_Stated task:_ Reproduce all the lines exactly as they stand, apart from the pictures.

▬▬▬▬▬▬

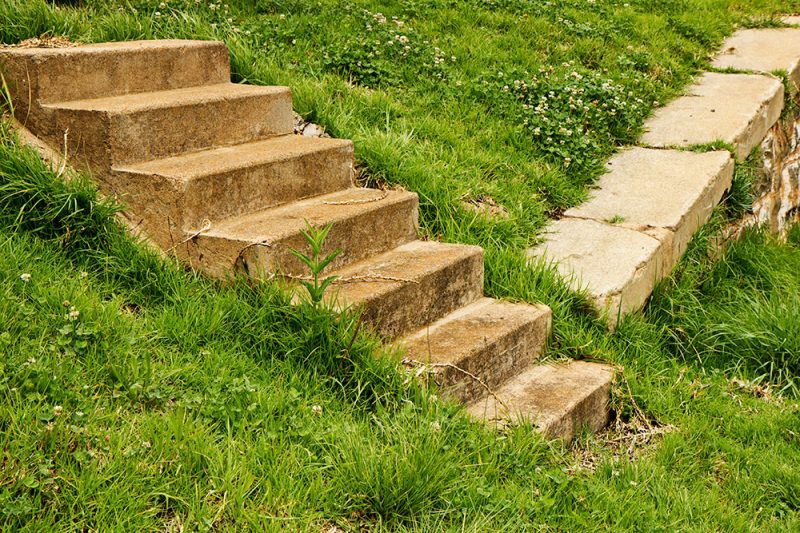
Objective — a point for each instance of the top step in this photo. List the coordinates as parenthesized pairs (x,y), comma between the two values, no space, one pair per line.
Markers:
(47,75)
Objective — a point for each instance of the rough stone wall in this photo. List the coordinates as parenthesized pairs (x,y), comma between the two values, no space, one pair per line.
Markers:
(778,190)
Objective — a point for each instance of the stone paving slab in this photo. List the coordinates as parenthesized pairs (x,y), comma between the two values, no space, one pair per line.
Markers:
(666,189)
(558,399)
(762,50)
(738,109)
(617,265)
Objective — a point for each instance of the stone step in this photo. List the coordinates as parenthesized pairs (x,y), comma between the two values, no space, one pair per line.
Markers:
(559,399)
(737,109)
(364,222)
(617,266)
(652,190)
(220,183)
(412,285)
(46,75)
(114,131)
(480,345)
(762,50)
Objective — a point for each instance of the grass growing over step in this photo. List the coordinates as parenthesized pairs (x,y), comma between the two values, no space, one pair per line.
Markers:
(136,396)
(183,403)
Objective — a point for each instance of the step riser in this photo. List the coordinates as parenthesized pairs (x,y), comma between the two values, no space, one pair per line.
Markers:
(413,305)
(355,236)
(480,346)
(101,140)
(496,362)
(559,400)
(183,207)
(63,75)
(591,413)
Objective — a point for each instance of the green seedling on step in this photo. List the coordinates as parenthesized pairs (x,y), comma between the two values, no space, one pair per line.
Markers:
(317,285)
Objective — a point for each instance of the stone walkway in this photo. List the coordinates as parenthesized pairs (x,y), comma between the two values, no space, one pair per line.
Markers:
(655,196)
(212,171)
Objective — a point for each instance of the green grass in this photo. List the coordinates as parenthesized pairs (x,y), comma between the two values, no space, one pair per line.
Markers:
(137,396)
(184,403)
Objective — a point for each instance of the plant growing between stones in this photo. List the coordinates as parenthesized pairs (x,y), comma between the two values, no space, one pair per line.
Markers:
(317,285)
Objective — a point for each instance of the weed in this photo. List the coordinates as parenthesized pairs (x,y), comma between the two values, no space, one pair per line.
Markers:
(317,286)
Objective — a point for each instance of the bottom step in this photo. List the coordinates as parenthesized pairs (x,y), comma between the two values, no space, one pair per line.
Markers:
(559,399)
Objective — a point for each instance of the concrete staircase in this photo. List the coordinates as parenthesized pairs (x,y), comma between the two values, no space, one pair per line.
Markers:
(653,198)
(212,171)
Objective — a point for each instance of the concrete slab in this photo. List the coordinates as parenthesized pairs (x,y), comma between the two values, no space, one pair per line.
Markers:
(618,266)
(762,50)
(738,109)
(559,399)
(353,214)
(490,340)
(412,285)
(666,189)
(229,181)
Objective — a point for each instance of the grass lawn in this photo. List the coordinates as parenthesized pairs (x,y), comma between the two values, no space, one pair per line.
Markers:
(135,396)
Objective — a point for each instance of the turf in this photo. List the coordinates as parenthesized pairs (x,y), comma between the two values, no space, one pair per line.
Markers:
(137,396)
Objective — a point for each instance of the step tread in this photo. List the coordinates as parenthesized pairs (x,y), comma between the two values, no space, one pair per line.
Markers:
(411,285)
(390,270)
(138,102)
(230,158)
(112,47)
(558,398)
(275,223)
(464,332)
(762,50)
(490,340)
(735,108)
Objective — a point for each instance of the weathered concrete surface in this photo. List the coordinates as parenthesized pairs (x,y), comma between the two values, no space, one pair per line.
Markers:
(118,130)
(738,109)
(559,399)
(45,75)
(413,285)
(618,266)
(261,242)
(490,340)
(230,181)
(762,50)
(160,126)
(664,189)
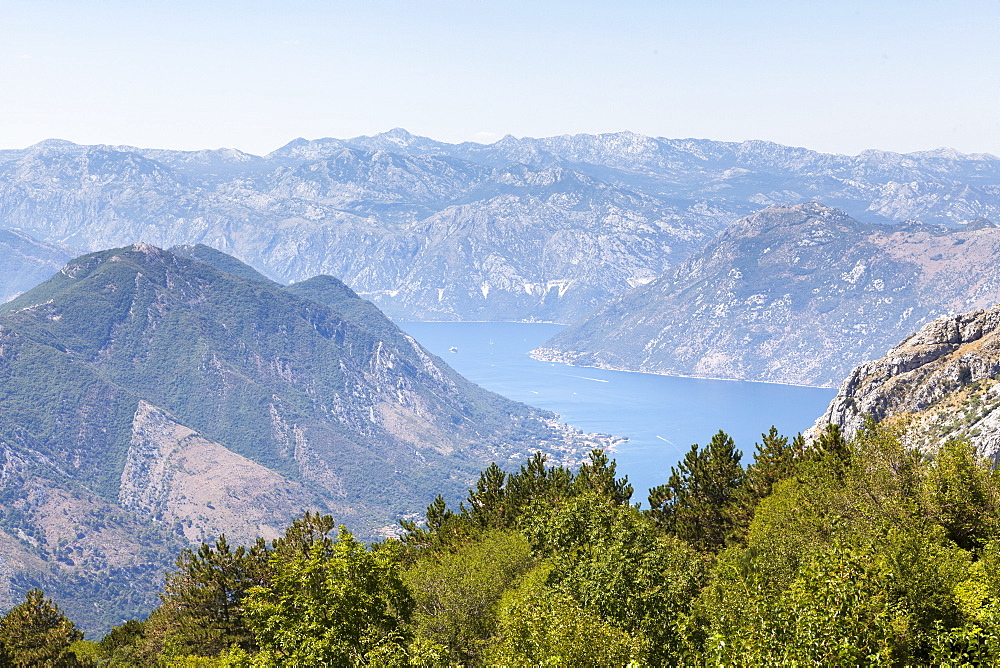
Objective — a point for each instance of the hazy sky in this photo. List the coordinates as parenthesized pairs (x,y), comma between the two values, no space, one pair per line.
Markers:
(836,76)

▬▬▬▬▬▬

_Written answer:_
Objective — a point for each instance of the top step in this photo. List the coordinates as parenthesized pairs (x,y), comma between the two values, no space, one pair per line.
Markers:
(47,75)
Objective — a point for each instance of the rough stone wall in this photo. List the coordinates as parenthesized pairs (x,y), comma between the two values, no space, one pair per line.
Markers:
(778,190)
Objective — a point for each instance of the stone paving slab in this photo. List the coordinates as parenthesized pairs (x,y), comma between the two values, no space, one pair per line.
Markers:
(666,189)
(558,399)
(762,50)
(738,109)
(617,265)
Objective — a point for each instance of the stone step in this photo. List the coordinates as parenthesized pairs (x,y), comma between the two values, no space, one pair per line.
Markers:
(559,399)
(737,109)
(364,222)
(617,266)
(652,190)
(220,183)
(412,285)
(46,75)
(114,131)
(480,345)
(762,50)
Objective — a point for each instance of the grass growing over step in this photo. List the coordinates as parenthesized pairs (x,y), comma between the two values, no space, one pair per line.
Markers:
(136,396)
(183,403)
Objective — a point for each instance of the step riser in this photo. List the coordinates as parenthesized pairs (x,y), comma between the two values, no space, one pair per line.
Markers:
(413,305)
(355,236)
(480,346)
(101,140)
(496,362)
(559,400)
(183,207)
(63,75)
(591,413)
Objective — a point for each instance of the green seedling on step in this photo. List the coordinates as parenthesized pairs (x,y), comma between the two values, no space, one pair per line.
Markers:
(317,285)
Objective — a point for each instance of the stone walkway in this photo. List the coordinates as parenthesized pairs (x,y), comma between the two values, no space, one pair per line.
Markers:
(655,196)
(212,171)
Objective — a point for each instance of the green grass in this photo. List the coordinates as parenthesized pairs (x,y), comma between the two values, no space, one pair per line.
Markers:
(137,396)
(184,403)
Objective — a point for each instance of the plant growing between stones in this photo. List the coordinates as parenthesized pairs (x,y), comma between the two values, no space, one pair per line.
Markers:
(317,285)
Objective — a point for each instance of the weed in this photo. List the coordinates as parenthesized pairs (x,y), comma between the two values, no space, one pair per line.
Markers:
(317,286)
Objective — a point for each instance of the bottom step in this photo. List the coordinates as parenthesized pairs (x,y), comma between the two values, no space, one pair per line.
Markers:
(559,399)
Objective — a point for each instance of the concrete staircase in this photo. List the coordinates as parenthesized pairs (x,y), comma between the two values, no space, one pair per line.
Markers:
(653,198)
(212,171)
Objective — a point for each instance of the concrete slab in this photo. List the coordinates as parenthesized pairs (x,y), comma between the two values, no space, one pair per line.
Markers:
(618,266)
(762,50)
(738,109)
(559,399)
(353,214)
(490,340)
(412,285)
(666,189)
(229,181)
Objective — a point for each instance of the grass lawn in this photo. List the coordinates as parenthesized pairs (x,y), comma between the two values, no space, one pair per line.
Markers:
(135,396)
Objective — a point for each instance of the turf in this photo. List the coordinates as parenthesized pairs (x,y), comma between the two values, no space, one pair per line.
Markers:
(137,396)
Objective — a point for each instance of the step tread in this photo. List the coordinates as parenthesized pairs (x,y), comma between the two values, no space, one pair per line.
Markers:
(411,285)
(390,270)
(138,102)
(230,158)
(112,47)
(558,398)
(275,223)
(464,332)
(762,50)
(490,340)
(735,108)
Objective — a point for each instance of the weathered concrete surface in this photo. List the coordinates as parenthesized pairs (x,y), comma between the two values, no space, one pair per line.
Markers:
(118,130)
(738,109)
(559,399)
(45,75)
(413,285)
(618,266)
(261,242)
(490,340)
(230,181)
(762,50)
(160,126)
(664,189)
Objective — a point for each instance of the hazy sky in this photo. List the coordinates as parenthesized pairs (x,y), comma between the two values, no space, one pair per line.
Markers:
(836,76)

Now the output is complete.